*** Texto fornecido ***

“Literatas Brasileiras de fins do século XIX” por Laila Correa e Silva3
(ANO 03 — NUM 01)
Dia 08 de março, “Dia Internacional da Mulher”! Dia de parabenizar todas as mulheres por suas conquistas e, também, relembrar de todas as lutas travadas por elas, em todos os tempos e em todos os séculos. Na chave da memória, à qual geralmente recorremos para visitar a história de fatos e personagens que nos precederam na articulação de movimentos sociais, culturais e políticos, convido leitores e leitoras para uma pequena viagem no tempo, nos arquivos dessa memória que guarda a trajetória de algumas das brasileiras que começaram a questionar o lugar ocupado pela mulher na sociedade de fins do século XIX.
Por meio da escrita, principalmente nos jornais cariocas dirigidos por mulheres, combativas e atuantes no mundo das letras, Josefina Álvares de Azevedo (1851- ?), Inês Sabino (1853–1911) e Maria Benedita Câmara Bormann [Délia] (1853–1895), pretenderam sensibilizar e promover o debate público sobre a educação destinada à mulher. Essas escritoras atuavam contra todas as amarras sociais que as impediam de participar de modo pleno e político na vida pública. É interessante notar que o embate e a contestação não se dão somente por meio de organizações ou movimentos sociais propriamente ditos, mas pode se desenvolver por meio da escrita de um jornal, ou da literatura, ou das artes e da cultura de modo geral.

***

- _Ações solicitadas_:
1 - Segundo o texto sobre as literatas brasileiras, em que ano faleceu Maria Benedita Câmara Bormann?
2 - Reproduza o trecho do texto sobre as literatas brasileiras compreendido entre "Por meio da escrita, principalmente" e "de modo geral.", inclusive, trocando "escritoras" por "autoras".
3 - Enumere as escritoras de fins do século XIX citadas no texto sobre as literatas brasileiras, indicando o ano de nascimento de cada uma.

*** Amostra do material ***

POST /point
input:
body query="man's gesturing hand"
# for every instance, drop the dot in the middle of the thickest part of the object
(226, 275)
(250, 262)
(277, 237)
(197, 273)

***
*** Amostra do material ***

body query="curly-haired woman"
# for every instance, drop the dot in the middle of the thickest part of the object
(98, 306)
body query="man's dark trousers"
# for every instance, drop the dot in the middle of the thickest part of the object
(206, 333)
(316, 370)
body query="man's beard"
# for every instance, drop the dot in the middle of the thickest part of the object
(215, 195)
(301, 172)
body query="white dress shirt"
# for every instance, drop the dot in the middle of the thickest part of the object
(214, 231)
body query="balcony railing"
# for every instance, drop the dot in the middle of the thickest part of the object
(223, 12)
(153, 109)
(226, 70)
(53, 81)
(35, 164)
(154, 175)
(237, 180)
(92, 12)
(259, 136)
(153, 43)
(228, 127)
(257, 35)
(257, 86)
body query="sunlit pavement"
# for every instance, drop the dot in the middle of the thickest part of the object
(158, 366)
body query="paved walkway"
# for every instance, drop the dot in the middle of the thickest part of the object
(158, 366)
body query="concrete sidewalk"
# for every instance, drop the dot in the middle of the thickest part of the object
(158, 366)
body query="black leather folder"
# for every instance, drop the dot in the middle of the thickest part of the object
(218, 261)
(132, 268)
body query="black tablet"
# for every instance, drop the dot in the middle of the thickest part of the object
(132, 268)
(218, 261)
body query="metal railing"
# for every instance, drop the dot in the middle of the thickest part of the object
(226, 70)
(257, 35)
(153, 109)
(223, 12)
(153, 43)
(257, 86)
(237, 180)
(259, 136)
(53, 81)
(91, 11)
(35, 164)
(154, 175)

***

- _Resultados obtidos_:
1 - Em 1895.

2 -
Por meio da escrita, principalmente nos jornais cariocas dirigidos por mulheres, combativas e atuantes no mundo das letras, Josefina Álvares de Azevedo (1851- ?), Inês Sabino (1853–1911) e Maria Benedita Câmara Bormann [Délia] (1853–1895), pretenderam sensibilizar e promover o debate público sobre a educação destinada à mulher. Essas autoras atuavam contra todas as amarras sociais que as impediam de participar de modo pleno e político na vida pública. É interessante notar que o embate e a contestação não se dão somente por meio de organizações ou movimentos sociais propriamente ditos, mas pode se desenvolver por meio da escrita de um jornal, ou da literatura, ou das artes e da cultura de modo geral.

3 - Josefina Álvares de Azevedo (1851); Inês Sabino (1853); Maria Benedita Câmara Bormann [Délia] (1853).